WHAT TO WORK ON: Type out every line below exactly as it reads.

RECORD EXTRACTS:
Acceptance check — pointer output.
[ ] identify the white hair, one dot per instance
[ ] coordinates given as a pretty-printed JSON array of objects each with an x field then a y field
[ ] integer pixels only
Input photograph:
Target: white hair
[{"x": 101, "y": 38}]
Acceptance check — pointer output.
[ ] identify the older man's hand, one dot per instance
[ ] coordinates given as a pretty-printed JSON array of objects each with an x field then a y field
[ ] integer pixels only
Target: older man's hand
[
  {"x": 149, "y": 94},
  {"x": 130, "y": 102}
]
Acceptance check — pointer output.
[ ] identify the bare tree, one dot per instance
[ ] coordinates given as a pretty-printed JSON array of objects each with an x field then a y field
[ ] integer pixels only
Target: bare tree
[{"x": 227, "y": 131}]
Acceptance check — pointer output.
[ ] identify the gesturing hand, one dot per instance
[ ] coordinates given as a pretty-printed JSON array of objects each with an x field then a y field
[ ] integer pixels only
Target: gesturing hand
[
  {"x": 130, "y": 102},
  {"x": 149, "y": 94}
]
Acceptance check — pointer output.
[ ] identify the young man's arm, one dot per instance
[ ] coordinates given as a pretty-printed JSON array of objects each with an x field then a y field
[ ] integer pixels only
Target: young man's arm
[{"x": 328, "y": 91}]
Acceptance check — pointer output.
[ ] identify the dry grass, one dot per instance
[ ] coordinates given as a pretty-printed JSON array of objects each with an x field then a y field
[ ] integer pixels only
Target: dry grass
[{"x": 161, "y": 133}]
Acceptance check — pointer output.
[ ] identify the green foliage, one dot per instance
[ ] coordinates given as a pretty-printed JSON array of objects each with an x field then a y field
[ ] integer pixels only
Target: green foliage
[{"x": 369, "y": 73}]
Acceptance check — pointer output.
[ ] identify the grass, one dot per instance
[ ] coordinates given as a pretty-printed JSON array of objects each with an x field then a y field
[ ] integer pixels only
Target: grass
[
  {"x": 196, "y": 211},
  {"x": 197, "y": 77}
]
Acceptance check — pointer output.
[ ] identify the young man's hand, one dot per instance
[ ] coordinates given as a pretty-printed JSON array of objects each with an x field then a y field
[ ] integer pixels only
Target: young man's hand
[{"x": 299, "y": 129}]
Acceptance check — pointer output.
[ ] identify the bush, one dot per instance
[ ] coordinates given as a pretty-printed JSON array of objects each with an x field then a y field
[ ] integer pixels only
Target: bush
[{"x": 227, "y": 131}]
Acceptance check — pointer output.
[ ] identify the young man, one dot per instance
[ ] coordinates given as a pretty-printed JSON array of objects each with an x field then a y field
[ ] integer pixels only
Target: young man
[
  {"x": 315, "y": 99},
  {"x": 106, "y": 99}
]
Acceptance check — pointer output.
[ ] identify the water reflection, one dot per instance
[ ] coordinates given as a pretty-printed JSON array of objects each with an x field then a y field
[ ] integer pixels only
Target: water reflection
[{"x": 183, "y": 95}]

TASK SOLUTION:
Acceptance check — pointer output.
[ ] identify the white hair, one dot per instance
[ ] coordinates given as a pretty-printed JSON array of objects each with an x field then a y field
[ ] integer pixels only
Input photograph:
Target: white hair
[{"x": 101, "y": 38}]
Acceptance check — pointer output.
[ ] identify the older man's hand, one dot per instance
[ ] coordinates given as a pretty-printed JSON array of objects each with an x field then a y field
[ ] integer pixels only
Target: older man's hand
[
  {"x": 149, "y": 94},
  {"x": 130, "y": 102}
]
Acceptance check — pointer output.
[ ] identify the bare tree, one dot per instance
[ ] coordinates given as a pretty-printed JSON array of objects each with an x field then a y field
[ ] integer pixels only
Target: bare tree
[{"x": 227, "y": 131}]
Acceptance check — pointer output.
[ ] identify the gesturing hand, one dot per instance
[ ] coordinates given as a pretty-printed JSON array of objects each with an x field then a y field
[ ] integer pixels only
Target: gesturing hand
[
  {"x": 130, "y": 102},
  {"x": 149, "y": 94}
]
Acceptance check — pointer output.
[ ] identify the young man's arm, one dot per instance
[ ] coordinates given as a pretty-printed JSON array of objects each with an x field then a y field
[ ] integer pixels only
Target: young man's arm
[{"x": 328, "y": 91}]
Acceptance check — pointer output.
[ ] identify the dry grass, one dot per instance
[ ] coordinates given as a pretty-printed JSON array of objects each with an x field then a y field
[ ] integer pixels only
Target: dry grass
[{"x": 161, "y": 133}]
Acceptance check — pointer output.
[ ] identify the green foliage, one dot per instance
[ ] coordinates given as a pretty-printed JSON array of objects each with an x field then a y field
[ ] integer pixels only
Target: green foliage
[{"x": 369, "y": 73}]
Acceptance check — pointer output.
[ ] identify the grass, one dot per instance
[ ] coordinates given as a pretty-printed JSON array of objects each with an x field then a y field
[ ] integer pixels only
Target: grass
[
  {"x": 196, "y": 211},
  {"x": 197, "y": 77}
]
Acceptance check — pointer output.
[ ] identify the young man's hand, one dot per instance
[ ] coordinates given as a pretty-printed JSON array of objects each with an x field then a y field
[ ] integer pixels only
Target: young man's hand
[{"x": 299, "y": 129}]
Acceptance check — pointer output.
[ ] identify the bush, one dot per instance
[ ] coordinates given as a pretty-printed JSON array of objects each with an x field then a y field
[ ] integer pixels only
Target: bush
[{"x": 227, "y": 131}]
Acceptance check — pointer output.
[ ] identify the young man, one dot per instance
[ ] coordinates given as a pretty-printed JSON array of objects each with an x field then a y field
[ ] integer pixels only
Target: young man
[
  {"x": 315, "y": 99},
  {"x": 106, "y": 99}
]
Acceptance check — pointer output.
[ ] identify the water reflection, one dot per instance
[ ] coordinates given as a pretty-printed JSON array of objects each with an x field then a y field
[ ] integer pixels only
Target: water reflection
[{"x": 183, "y": 95}]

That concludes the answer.